**Do this:** Return all of the data below verbatim, reproducing every line without any change.

**Exercise data:**
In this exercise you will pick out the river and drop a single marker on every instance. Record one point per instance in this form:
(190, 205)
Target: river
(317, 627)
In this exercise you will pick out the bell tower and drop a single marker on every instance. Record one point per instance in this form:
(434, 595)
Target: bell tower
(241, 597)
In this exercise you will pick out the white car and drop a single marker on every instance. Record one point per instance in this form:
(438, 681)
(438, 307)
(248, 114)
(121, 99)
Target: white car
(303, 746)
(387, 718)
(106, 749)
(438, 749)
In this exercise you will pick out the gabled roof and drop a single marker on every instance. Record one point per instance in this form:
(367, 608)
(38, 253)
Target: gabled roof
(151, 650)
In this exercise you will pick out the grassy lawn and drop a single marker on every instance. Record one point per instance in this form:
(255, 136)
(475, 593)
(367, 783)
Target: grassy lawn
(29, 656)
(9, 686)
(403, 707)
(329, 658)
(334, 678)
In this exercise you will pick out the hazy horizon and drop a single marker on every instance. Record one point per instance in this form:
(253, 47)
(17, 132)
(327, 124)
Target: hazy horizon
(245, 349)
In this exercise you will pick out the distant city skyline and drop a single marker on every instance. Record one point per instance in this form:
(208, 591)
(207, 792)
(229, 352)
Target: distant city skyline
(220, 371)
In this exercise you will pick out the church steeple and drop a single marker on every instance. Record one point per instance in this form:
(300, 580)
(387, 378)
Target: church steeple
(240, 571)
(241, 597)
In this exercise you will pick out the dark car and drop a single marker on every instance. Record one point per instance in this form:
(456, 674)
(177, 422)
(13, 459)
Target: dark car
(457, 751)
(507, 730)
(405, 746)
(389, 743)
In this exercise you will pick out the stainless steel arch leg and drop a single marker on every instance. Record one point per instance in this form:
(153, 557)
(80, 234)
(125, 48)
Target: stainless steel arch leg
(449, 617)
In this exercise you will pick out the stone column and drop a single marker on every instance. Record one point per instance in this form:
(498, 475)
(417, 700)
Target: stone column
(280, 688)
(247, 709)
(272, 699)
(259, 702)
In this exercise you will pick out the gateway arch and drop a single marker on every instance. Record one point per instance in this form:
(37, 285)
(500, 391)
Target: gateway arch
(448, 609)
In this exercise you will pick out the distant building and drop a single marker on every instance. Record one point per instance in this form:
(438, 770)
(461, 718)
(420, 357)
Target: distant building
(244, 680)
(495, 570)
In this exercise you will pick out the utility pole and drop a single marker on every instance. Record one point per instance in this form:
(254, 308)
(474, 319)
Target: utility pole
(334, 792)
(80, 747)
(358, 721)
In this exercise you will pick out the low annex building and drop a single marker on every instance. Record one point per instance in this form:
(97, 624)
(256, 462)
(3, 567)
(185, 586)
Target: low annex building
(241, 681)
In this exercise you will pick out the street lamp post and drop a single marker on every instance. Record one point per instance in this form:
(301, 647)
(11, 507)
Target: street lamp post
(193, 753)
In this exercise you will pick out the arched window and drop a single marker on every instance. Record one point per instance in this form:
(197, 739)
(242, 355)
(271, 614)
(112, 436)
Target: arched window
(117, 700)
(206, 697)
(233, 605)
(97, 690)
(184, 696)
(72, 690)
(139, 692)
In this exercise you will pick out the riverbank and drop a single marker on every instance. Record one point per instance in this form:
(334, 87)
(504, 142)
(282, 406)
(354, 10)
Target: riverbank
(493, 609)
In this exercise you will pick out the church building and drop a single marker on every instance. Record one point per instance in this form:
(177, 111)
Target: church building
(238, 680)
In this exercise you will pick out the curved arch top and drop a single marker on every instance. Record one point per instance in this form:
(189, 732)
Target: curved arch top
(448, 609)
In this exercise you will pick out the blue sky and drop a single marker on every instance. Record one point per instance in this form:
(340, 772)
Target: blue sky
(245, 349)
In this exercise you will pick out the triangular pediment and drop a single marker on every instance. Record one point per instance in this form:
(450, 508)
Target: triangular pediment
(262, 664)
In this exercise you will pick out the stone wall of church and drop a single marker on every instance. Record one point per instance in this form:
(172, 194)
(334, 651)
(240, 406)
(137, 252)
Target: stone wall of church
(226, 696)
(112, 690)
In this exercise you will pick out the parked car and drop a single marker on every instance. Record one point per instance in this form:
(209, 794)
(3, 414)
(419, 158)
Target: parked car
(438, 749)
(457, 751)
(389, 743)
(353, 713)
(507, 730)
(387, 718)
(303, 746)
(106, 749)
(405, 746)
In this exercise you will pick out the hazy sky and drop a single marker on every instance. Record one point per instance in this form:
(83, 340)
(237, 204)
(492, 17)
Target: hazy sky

**Reply to the exercise:**
In this exercise you will pick out the river and drop a single marker on every instance. Record one point per instance in this form:
(190, 205)
Target: river
(317, 627)
In this exercise you will pick out the bell tower and drop a single marker on every instance. Record one point per instance in this form:
(434, 595)
Target: bell tower
(241, 597)
In this exercise you will pick out the white car and drop a single marker on every instance. Record one point per instance in this form:
(438, 681)
(438, 307)
(248, 114)
(121, 99)
Target: white car
(303, 746)
(387, 718)
(106, 749)
(438, 749)
In this exercise you will pick out the gabled roof and drop a single marker on every instance. Record one point per instance in this form:
(367, 608)
(38, 253)
Target: gabled roof
(151, 650)
In this exercise you will pick out the grassy lawn and drop a single marker on every instance. Record one point per instance in this form:
(255, 136)
(475, 593)
(367, 783)
Target: grassy lawn
(29, 656)
(9, 686)
(403, 707)
(329, 658)
(334, 678)
In this exercise you will pick out the hazy horizon and drop a single marker on every instance. Record one point per instance in this form:
(253, 47)
(17, 132)
(327, 124)
Target: hazy horizon
(245, 349)
In this exercise you will pick out the distant city skyline and drop a single marker on every instance. Record one point per instance in this form:
(208, 591)
(207, 792)
(229, 352)
Target: distant city skyline
(220, 371)
In this exercise you will pick out the church steeple and drop a single marker on every instance. Record one point per instance in this form:
(300, 580)
(387, 378)
Target: church steeple
(240, 571)
(241, 597)
In this exercise you will pick out the dark car and drop a single marker on every instance. Record one point per instance in this form:
(456, 674)
(177, 422)
(13, 459)
Target: dark car
(457, 751)
(507, 730)
(405, 746)
(389, 743)
In this exercise you will pick out the stainless steel arch leg and drop a single marker on every instance. Record one point per instance in this form:
(153, 557)
(80, 234)
(125, 48)
Target: stainless steel arch leg
(449, 617)
In this exercise you will pick out the stone column and drop a single marker on every instance. Record one point per instance in this form:
(498, 475)
(417, 700)
Target: stone column
(280, 688)
(247, 709)
(272, 699)
(259, 702)
In this exercise you will pick out the gateway arch and drop a single marker on every instance. Record one point per instance in this form:
(37, 285)
(500, 391)
Target: gateway arch
(448, 609)
In this exercise you will pick out the distant building and drop a single marker on every instance. Record one point per instance in this form:
(438, 770)
(461, 718)
(420, 357)
Target: distant building
(244, 680)
(495, 570)
In this exercise you will pick out the utility pole and drop a single marker on every instance. Record one point per instance in this form:
(254, 308)
(474, 319)
Target: utility pole
(334, 792)
(80, 747)
(358, 721)
In this exercise you will pick out the low annex building and drop a single marker on every instance. Record one point per instance in this form:
(97, 624)
(256, 462)
(3, 567)
(185, 586)
Target: low annex building
(241, 681)
In this exercise you will pick out the street lamp post and drop a single marker on every instance. Record one point per instance in this form:
(301, 647)
(11, 507)
Target: street lamp post
(193, 753)
In this exercise you will pick out the arched window and drop a single marker on every instance. Record one point per instance in this form:
(197, 739)
(242, 355)
(271, 614)
(112, 436)
Target: arched window
(117, 700)
(206, 697)
(233, 605)
(97, 690)
(184, 696)
(72, 690)
(139, 692)
In this exercise you will pick out the riverbank and drop a single marker on every instance. Record one point per instance in this form:
(334, 87)
(504, 142)
(282, 406)
(354, 10)
Target: riverbank
(493, 609)
In this exercise you will pick out the church building and drop a single marker on every instance. Record one point per instance in this form:
(177, 111)
Target: church building
(238, 680)
In this exercise you will pick out the curved arch top and drop a single marker on every instance. Record one point per instance in this form:
(189, 732)
Target: curved arch top
(448, 609)
In this exercise you will pick out the blue sky and drop a single marker on every instance. Record one point per instance in this form:
(340, 772)
Target: blue sky
(245, 349)
In this exercise you will pick out the triangular pediment and drop a single marker on every instance. Record one point per instance in this form:
(450, 508)
Target: triangular pediment
(262, 664)
In this exercise you will pick out the stone wall of church and drop a single marker on every instance. Record one point per instance in this form:
(172, 194)
(334, 651)
(240, 406)
(137, 252)
Target: stone wall of church
(226, 696)
(112, 690)
In this exercise you will pick out the parked car and drop a single marker on every instance. Record one point per instance in this form:
(209, 794)
(3, 414)
(419, 158)
Target: parked car
(438, 749)
(457, 751)
(389, 743)
(353, 713)
(507, 730)
(387, 718)
(303, 746)
(106, 749)
(405, 746)
In this exercise you will pick out the hazy sky and drop a single marker on every instance. Record one point per instance in this form:
(83, 340)
(237, 204)
(492, 17)
Target: hazy sky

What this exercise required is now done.